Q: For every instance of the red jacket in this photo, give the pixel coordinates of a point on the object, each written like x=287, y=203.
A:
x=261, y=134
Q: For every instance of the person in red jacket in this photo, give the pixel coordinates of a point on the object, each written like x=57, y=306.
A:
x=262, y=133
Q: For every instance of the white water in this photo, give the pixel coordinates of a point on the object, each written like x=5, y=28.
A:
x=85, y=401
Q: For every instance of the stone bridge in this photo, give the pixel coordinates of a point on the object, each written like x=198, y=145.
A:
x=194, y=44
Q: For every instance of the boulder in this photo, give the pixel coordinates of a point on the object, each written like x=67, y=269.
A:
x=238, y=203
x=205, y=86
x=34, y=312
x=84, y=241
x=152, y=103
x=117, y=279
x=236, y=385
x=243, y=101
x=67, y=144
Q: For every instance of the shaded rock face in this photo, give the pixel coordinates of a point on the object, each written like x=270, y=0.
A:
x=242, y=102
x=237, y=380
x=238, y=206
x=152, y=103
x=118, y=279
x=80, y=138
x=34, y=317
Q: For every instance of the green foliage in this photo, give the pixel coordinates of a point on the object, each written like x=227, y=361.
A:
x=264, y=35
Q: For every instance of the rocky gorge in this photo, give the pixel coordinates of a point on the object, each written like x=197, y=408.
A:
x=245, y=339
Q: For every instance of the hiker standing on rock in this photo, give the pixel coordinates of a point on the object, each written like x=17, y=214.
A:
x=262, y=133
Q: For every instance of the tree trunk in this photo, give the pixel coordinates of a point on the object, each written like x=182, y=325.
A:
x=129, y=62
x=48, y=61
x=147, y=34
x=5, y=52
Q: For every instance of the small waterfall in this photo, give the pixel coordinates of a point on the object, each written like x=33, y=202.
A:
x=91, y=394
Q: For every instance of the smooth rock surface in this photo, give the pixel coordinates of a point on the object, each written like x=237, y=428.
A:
- - - - -
How to complete this task: Return exactly the lines from the one containing "Q: For every instance of the small" through the last line of the records above, both included, and nothing else.

Written answer:
Q: For every instance of the small waterfall in this photo, give the pixel coordinates of a point on the object, each written like x=33, y=202.
A:
x=91, y=394
Q: For every instance of the smooth rock surface in this photo, give the pixel coordinates of a point on the object, each written like x=237, y=428.
A:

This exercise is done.